━━━━━ Selected excerpt

Mr. Wayne Gates: I appreciate that, Speaker, and I’ll try to stay on the issue of education, although I thought I was doing that.
For Niagara-on-the-Lake, the issue is huge. Families have had a hard time moving to new communities and settling down where there is no school for their kids. They don’t want to hear that their kids have to travel an hour—an hour. Kids who are five and six years old travel an hour on a bus. It hurts the town. It hurts the community.
Mr. Wayne Gates: I’d like you guys to listen. This is the kind of environment that education advocates are facing in the province today. This is the kind of environment that advocates are facing through the Premier, who’s a former school trustee and Minister of Education. Think about this: They’re facing a government that has drafted a budget that contains $750 million to close schools in the province of Ontario. I believe that’s shameful. But here’s the part that really bothers me: Do you know how much money they’re putting in to keep them open? Anybody know? Maybe on that side; help me out. Mr. Speaker: zero. Think about that: $750 million to close them and zero to keep them open, when you have all the infrastructure there. When you have the principals, the school and the hub of the community right in every community right across the province of Ontario, not one penny is being put into keeping our schools open.
That’s why I’m concerned about this bill—to your point, Mr. Speaker. Even the title of the bill—I’m not sure who drafted this, but I think a better title would be, “Blame the teacher act.” We’ve seen that since day one with the Minister of Education. The Minister of Education has been saying that the teachers—think about this, Mr. Speaker. The Minister of Education said right over here—it was a front-page story. Do you know what they said? That the teachers were itching for a strike. Think about that. I don’t know any teacher who—and I’m married to a teacher. My daughter is a teacher. My middle daughter works with special needs in the Catholic school board. My daughter is in grade 12 at St. Mike’s in Niagara Falls. So I hang around with teachers. I talk to teachers all the time. And I’ll be honest with you and I’ll be honest with the group here: I go out with teachers. They are not the most fun people to go out with. Listen: Teachers—
Mr. Wayne Gates: Because this is what this is about. This is about: What are teachers like? Teachers don’t want to be on strike. They want to be in the classroom. They want to be with their kids. And when I go out, it’s the same thing.

━━━━━━━━━━
━━━━━ Dataset rows

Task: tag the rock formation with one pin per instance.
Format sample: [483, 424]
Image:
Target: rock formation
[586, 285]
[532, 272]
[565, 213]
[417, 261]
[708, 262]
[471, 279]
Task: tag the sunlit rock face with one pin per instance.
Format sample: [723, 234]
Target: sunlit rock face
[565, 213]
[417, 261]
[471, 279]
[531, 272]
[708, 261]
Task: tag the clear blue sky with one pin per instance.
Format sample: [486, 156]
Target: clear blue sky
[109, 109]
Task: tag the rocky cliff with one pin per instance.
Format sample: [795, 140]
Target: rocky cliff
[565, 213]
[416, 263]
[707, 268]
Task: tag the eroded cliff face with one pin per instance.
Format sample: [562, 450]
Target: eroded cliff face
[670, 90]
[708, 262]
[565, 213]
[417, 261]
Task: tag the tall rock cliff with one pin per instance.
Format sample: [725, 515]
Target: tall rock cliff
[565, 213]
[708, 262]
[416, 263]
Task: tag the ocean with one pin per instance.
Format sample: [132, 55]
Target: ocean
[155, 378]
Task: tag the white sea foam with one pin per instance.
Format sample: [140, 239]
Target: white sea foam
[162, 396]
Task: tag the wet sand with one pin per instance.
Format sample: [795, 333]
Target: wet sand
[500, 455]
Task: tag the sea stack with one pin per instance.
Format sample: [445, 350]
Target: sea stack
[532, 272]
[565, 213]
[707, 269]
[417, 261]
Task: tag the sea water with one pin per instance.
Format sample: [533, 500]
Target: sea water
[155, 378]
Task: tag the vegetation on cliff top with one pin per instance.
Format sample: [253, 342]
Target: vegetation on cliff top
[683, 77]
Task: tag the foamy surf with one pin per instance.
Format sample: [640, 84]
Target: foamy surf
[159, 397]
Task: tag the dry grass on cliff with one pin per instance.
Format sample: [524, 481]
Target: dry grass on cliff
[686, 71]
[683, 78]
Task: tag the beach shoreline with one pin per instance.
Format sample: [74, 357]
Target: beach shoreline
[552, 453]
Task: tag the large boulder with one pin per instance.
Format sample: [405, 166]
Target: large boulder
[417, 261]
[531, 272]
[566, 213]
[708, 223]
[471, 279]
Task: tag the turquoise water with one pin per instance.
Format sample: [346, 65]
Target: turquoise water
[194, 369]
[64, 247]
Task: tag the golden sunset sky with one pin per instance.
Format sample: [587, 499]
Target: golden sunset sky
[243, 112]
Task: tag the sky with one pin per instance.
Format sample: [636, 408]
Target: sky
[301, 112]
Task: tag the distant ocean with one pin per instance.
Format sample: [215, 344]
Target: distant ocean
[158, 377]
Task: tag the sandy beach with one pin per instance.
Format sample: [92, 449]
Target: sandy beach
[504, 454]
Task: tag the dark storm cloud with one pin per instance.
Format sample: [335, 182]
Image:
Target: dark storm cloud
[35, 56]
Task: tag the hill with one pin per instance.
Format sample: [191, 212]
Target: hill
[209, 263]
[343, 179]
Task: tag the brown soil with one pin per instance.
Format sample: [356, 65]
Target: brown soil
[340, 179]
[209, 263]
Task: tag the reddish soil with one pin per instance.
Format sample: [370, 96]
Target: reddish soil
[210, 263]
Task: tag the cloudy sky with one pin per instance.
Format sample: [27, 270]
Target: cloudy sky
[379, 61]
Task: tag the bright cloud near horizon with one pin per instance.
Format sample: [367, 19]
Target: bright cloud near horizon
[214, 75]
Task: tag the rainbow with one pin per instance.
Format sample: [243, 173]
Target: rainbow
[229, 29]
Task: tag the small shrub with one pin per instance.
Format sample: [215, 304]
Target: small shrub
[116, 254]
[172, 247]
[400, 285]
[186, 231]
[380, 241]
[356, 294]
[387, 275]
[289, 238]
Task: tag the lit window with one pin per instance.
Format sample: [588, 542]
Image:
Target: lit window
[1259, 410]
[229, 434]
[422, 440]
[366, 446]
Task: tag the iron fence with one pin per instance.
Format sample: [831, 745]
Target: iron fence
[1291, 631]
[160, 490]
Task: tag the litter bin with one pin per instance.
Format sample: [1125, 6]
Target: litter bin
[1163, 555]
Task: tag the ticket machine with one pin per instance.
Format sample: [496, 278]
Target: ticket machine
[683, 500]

━━━━━━━━━━

» **Directions**:
A: Summarize the speech in two sentences.
B: Answer these questions using the speech:
(i) How long do five- and six-year-olds in Niagara-on-the-Lake travel on a bus?
(ii) How much money does the budget contain to close schools in Ontario?
(iii) What title does the speaker suggest would suit the bill better?

» **Solutions to the tasks**:
A: Mr. Wayne Gates says that in Niagara-on-the-Lake, families struggle without a local school, and children as young as five and six ride a bus for an hour, which hurts the town. He criticizes a budget that has $750 million to close schools and nothing to keep them open, and he calls the bill a "Blame the teacher act," arguing that teachers don't want to strike but want to be in the classroom with their kids.

B:
(i) An hour.
(ii) $750 million.
(iii) "Blame the teacher act."